= Work instruction =
Reproduce each line below precisely. Drop the pictures.

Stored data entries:
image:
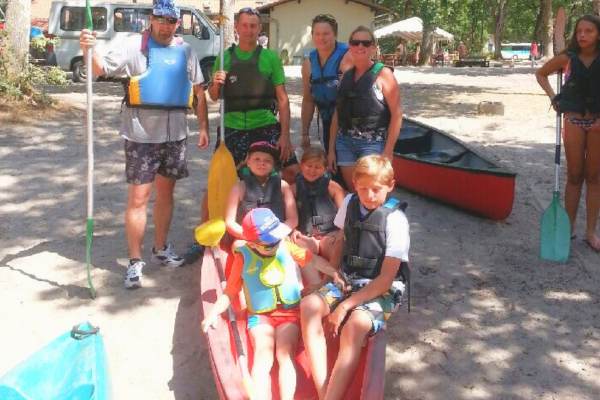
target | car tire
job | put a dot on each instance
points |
(78, 71)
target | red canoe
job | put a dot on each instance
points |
(369, 379)
(432, 163)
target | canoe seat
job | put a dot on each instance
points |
(446, 156)
(413, 139)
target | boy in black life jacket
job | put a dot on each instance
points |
(375, 242)
(317, 199)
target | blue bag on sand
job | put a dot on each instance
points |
(72, 367)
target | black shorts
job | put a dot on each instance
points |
(238, 141)
(144, 160)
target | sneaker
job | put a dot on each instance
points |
(194, 253)
(133, 278)
(167, 256)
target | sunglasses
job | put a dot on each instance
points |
(324, 18)
(249, 10)
(166, 20)
(356, 42)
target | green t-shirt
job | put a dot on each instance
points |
(270, 66)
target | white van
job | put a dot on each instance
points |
(114, 22)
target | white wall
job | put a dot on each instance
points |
(290, 23)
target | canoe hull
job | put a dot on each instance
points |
(457, 175)
(370, 376)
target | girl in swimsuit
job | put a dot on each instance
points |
(579, 101)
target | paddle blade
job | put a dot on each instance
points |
(555, 232)
(222, 175)
(210, 233)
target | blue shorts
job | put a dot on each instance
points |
(349, 149)
(379, 309)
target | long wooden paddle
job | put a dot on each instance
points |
(555, 228)
(89, 228)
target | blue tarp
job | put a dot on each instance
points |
(72, 367)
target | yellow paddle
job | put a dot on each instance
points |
(222, 175)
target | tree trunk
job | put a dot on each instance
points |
(228, 10)
(18, 23)
(547, 30)
(426, 44)
(499, 29)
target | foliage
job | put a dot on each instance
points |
(26, 85)
(472, 21)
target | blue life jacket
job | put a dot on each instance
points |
(325, 80)
(261, 297)
(581, 92)
(165, 84)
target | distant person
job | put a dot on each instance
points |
(534, 53)
(462, 50)
(401, 52)
(579, 101)
(321, 73)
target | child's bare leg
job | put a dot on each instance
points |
(312, 310)
(263, 341)
(286, 340)
(353, 335)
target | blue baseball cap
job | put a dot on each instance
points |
(165, 8)
(260, 225)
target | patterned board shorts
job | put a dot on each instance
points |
(144, 160)
(238, 141)
(379, 309)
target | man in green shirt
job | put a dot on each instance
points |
(254, 84)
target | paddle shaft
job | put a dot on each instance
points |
(89, 231)
(558, 132)
(222, 90)
(237, 339)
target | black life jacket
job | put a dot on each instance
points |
(581, 91)
(316, 209)
(245, 87)
(365, 239)
(256, 195)
(359, 106)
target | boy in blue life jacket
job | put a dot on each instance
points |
(375, 242)
(265, 267)
(260, 186)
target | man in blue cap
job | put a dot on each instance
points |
(164, 76)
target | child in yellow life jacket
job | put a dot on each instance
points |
(318, 198)
(260, 186)
(265, 267)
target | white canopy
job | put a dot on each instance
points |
(411, 29)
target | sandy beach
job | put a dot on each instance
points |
(489, 320)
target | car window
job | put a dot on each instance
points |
(73, 18)
(131, 19)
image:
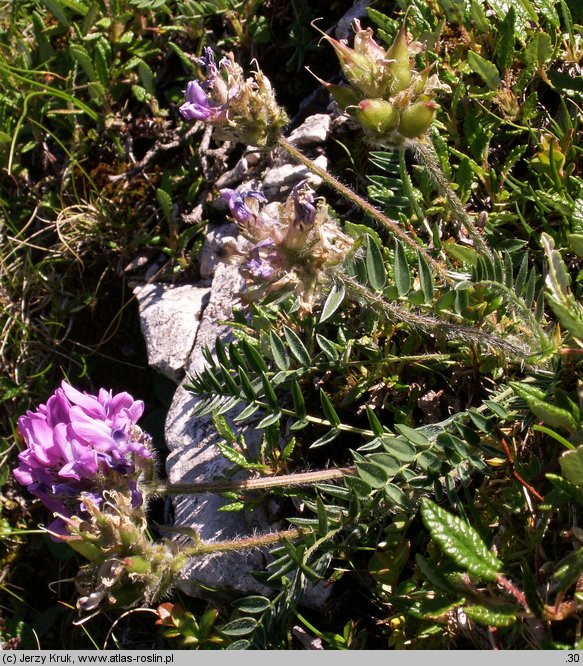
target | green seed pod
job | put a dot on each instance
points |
(416, 119)
(377, 116)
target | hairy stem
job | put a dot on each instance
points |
(425, 156)
(205, 548)
(284, 481)
(392, 226)
(423, 322)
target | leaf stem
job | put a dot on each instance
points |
(392, 226)
(284, 481)
(425, 323)
(206, 548)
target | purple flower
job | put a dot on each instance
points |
(261, 266)
(81, 443)
(305, 211)
(206, 100)
(237, 206)
(197, 105)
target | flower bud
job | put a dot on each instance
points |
(377, 116)
(416, 119)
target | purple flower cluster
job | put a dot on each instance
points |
(290, 244)
(81, 444)
(238, 108)
(198, 105)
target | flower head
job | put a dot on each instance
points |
(78, 444)
(240, 109)
(385, 95)
(289, 249)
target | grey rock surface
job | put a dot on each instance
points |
(314, 129)
(169, 317)
(280, 179)
(178, 324)
(195, 457)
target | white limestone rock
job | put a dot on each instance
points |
(169, 318)
(315, 129)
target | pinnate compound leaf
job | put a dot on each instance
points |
(373, 474)
(253, 604)
(491, 617)
(402, 274)
(375, 264)
(333, 302)
(297, 347)
(328, 409)
(572, 466)
(280, 355)
(460, 541)
(240, 627)
(553, 416)
(539, 49)
(485, 69)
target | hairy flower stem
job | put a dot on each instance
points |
(425, 156)
(433, 325)
(392, 226)
(302, 479)
(206, 548)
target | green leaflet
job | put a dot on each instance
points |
(333, 302)
(539, 49)
(402, 274)
(280, 355)
(485, 69)
(252, 604)
(372, 473)
(297, 347)
(572, 465)
(375, 264)
(553, 416)
(240, 627)
(460, 541)
(491, 617)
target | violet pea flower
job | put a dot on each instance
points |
(304, 209)
(79, 443)
(197, 105)
(236, 203)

= The completed task =
image:
target | car tire
job | put a dot on each instance
points |
(78, 71)
target | red canoe
job | put a dot on each instance
points |
(369, 379)
(432, 163)
target | canoe seat
job | put a dot on each instance
points |
(446, 156)
(413, 139)
target | boy in black life jacket
job | put a dot on each instance
points |
(375, 242)
(317, 199)
target | blue bag on sand
job | put a dot on each instance
points |
(72, 367)
target | black shorts
job | put a dot on each instance
points |
(238, 141)
(144, 160)
target | sneaker
job | put a dot on each instance
points |
(194, 253)
(133, 278)
(167, 256)
target | sunglasses
job | put a dot on each instance
points |
(324, 18)
(249, 10)
(166, 20)
(356, 42)
target | green t-shirt
job | put a dot on each instance
points |
(270, 66)
target | white van
job | put a dot on each instance
points |
(114, 22)
target | white wall
job | put a dot on each instance
points |
(290, 23)
target | canoe hull
job | put a dot on each instance
points |
(457, 175)
(370, 376)
target | girl in swimsuit
job | put a dot on each instance
points |
(579, 101)
target | paddle blade
job | put a dot on each instance
points |
(555, 232)
(222, 175)
(210, 233)
target | blue shorts
job | put a dot on each instance
points |
(349, 149)
(379, 309)
target | long wooden paddle
job | put a dot on each instance
points |
(555, 228)
(89, 228)
target | blue tarp
job | put a dot on each instance
points |
(72, 367)
target | yellow paddle
job | put a dot on each instance
points |
(222, 175)
target | tree trunk
job | put a dot on each instance
points |
(228, 10)
(18, 23)
(547, 30)
(426, 44)
(499, 29)
target | foliage
job | put a dot on each instance
points |
(26, 85)
(472, 21)
target | blue life jacket
job | put a dot on each instance
points |
(325, 80)
(261, 297)
(581, 92)
(165, 84)
target | distant person
job | put a dot on each instance
points |
(534, 53)
(462, 50)
(401, 52)
(579, 101)
(321, 73)
target | child's bare leg
job | put a dot on each instance
points |
(312, 310)
(263, 341)
(286, 340)
(353, 335)
target | blue baseball cap
job | put a dot on each instance
points |
(165, 8)
(260, 225)
target | patterned board shorts
job | put a dot on each instance
points |
(144, 160)
(238, 141)
(379, 309)
target | man in green shirt
job | put a dot on each instance
points |
(254, 84)
target | paddle shaft
job | put a dot on each instance
points |
(89, 231)
(558, 132)
(222, 90)
(237, 339)
target | black life jacket
job | put a dot on each instance
points |
(581, 91)
(316, 209)
(245, 87)
(365, 239)
(256, 195)
(359, 106)
target | boy in blue life jacket
job | put a dot on each instance
points |
(375, 242)
(265, 267)
(260, 186)
target | man in blue cap
job | put a dot on each instance
points |
(164, 76)
target | child in yellow life jacket
job | put a dot on each instance
points |
(318, 198)
(260, 186)
(265, 267)
target | white canopy
job | put a dot on each instance
points |
(411, 29)
target | sandy beach
job | put a dot on each instance
points |
(489, 320)
target | car window
job | put a dot on each instance
points |
(73, 18)
(131, 19)
image:
target | green seed pod
job | put a dot on each instance
points |
(416, 119)
(377, 116)
target | hairy stem
job | put a dot on each instance
points |
(425, 156)
(205, 548)
(284, 481)
(392, 226)
(423, 322)
target | leaf stem
job | put a dot on each instance
points |
(392, 226)
(284, 481)
(425, 323)
(206, 548)
target | purple flower
job | put a dot on each instance
points |
(261, 266)
(81, 443)
(305, 211)
(206, 100)
(237, 206)
(197, 105)
target | flower bud
job | put a dot on each instance
points |
(377, 116)
(416, 119)
target | purple flower cluster
job | put a dot on each instance
points |
(290, 244)
(81, 444)
(238, 108)
(198, 105)
target | flower head
job | put a dot on each instance
points |
(78, 444)
(240, 109)
(385, 95)
(289, 249)
target | grey rock surface
job | put a dot on each instance
points |
(314, 129)
(169, 317)
(280, 179)
(178, 324)
(195, 457)
target | white limestone rock
job | put a dot on each instance
points |
(169, 318)
(315, 129)
target | pinnate compound leaf
job | put a dot on each instance
points |
(373, 474)
(253, 604)
(491, 617)
(402, 274)
(375, 264)
(333, 302)
(297, 347)
(328, 409)
(572, 466)
(280, 355)
(460, 541)
(240, 627)
(553, 416)
(539, 49)
(485, 69)
target | hairy flower stem
job | put a dot on each instance
points |
(425, 156)
(433, 325)
(392, 226)
(302, 479)
(206, 548)
target | green leaflet
job | put a dot on each instance
points |
(333, 302)
(539, 49)
(402, 274)
(280, 355)
(485, 69)
(252, 604)
(372, 473)
(297, 347)
(572, 465)
(375, 264)
(553, 416)
(240, 627)
(460, 541)
(491, 617)
target | violet pea flower
job | put a dot on each instance
points |
(304, 209)
(79, 443)
(197, 105)
(236, 203)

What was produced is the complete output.